**Stated problem 1**
According to the forum thread about the Diane Duane interview, when is Diane Duane coming on the show?
**Stated problem 2**
Write out the portion of the forum thread between "I could probably" and "dialogue on screen?", inclusive.

-- start Text to read --

Jarrah (jarrahpenguin) | 34 comments Mod
We are extremely excited that Diane Duane will be coming on our show for an interview later in August. What questions would you like us to ask her? Let us know!

message 2: by Mike (new)

Mike Crate | 9 comments Was there any pressure from the publishers post TNG to manipulate the Rihannsu into more like the Romulans as presented by the ongoing tv series?

"Where No One Has Gone Before" a hard lesson in writing/pitching for tv work or a valuable glimpse into the benefits of novels or both?

I could probably think of some others but I suspect you have them covered but ultimately Diane wrote some of the best original series Trek I've ever read and her books are still on my shelves and continue to be enjoyed.

message 3: by mress_1701 (last edited Aug 19, 2015 10:24AM) (new)

mress_1701 | 7 comments I wish that the TV series and movies would have adopted Duane's beautifully crafted Rihannsu, as well as her history of Vulcan. Hers will always be my personal canon.

My first question for Diane is: what is it like to write novels set in a TV series "universe", knowing that what you create won't be considered canon, and anything you've so meticulously established can be contradicted by a few lines of dialogue on screen?

On the one hand, you have to research to the Nth degree because editors and readers can be so unforgiving of continuity errors. On other hand, no TV script writer ever needs to pay attention to the things you yourself establish in your novels.

-- end Text to read --
-- start Records provided --

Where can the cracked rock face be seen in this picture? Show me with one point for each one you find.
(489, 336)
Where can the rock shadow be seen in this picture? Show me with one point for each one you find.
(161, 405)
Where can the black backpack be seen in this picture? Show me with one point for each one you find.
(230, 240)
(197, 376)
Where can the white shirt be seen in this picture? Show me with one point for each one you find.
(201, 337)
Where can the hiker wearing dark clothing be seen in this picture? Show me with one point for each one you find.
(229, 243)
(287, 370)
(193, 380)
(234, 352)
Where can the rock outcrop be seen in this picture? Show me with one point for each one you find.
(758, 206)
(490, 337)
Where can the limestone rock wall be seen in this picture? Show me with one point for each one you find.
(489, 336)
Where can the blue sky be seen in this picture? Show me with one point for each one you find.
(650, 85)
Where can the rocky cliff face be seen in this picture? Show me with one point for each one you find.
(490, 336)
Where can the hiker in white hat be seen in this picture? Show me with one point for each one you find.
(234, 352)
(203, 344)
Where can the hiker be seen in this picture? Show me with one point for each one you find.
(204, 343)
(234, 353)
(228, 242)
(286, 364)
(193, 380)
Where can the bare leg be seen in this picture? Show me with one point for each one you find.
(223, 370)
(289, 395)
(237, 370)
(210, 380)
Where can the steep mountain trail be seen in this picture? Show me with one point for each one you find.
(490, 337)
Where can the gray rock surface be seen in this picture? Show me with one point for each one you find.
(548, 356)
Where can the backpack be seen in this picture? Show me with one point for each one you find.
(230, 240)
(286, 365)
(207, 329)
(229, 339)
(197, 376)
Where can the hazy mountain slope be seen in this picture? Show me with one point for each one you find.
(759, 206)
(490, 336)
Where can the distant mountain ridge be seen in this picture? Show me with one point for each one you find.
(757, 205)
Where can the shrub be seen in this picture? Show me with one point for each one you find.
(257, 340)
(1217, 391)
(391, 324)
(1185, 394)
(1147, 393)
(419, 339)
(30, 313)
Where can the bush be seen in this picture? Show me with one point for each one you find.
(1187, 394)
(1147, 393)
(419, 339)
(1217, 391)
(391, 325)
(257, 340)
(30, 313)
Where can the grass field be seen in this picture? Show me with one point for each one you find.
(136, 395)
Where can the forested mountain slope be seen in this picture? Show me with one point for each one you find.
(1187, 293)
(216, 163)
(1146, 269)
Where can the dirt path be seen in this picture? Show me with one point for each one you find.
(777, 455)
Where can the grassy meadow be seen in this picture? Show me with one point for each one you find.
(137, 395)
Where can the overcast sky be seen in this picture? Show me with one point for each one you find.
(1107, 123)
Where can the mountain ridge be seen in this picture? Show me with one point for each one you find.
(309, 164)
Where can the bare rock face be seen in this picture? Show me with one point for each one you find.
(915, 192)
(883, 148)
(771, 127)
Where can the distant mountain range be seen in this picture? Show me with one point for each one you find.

-- end Records provided --

**Correct output 1**
Later in August.

**Correct output 2**
I could probably think of some others but I suspect you have them covered but ultimately Diane wrote some of the best original series Trek I've ever read and her books are still on my shelves and continue to be enjoyed.

message 3: by mress_1701 (last edited Aug 19, 2015 10:24AM) (new)

mress_1701 | 7 comments I wish that the TV series and movies would have adopted Duane's beautifully crafted Rihannsu, as well as her history of Vulcan. Hers will always be my personal canon.

My first question for Diane is: what is it like to write novels set in a TV series "universe", knowing that what you create won't be considered canon, and anything you've so meticulously established can be contradicted by a few lines of dialogue on screen?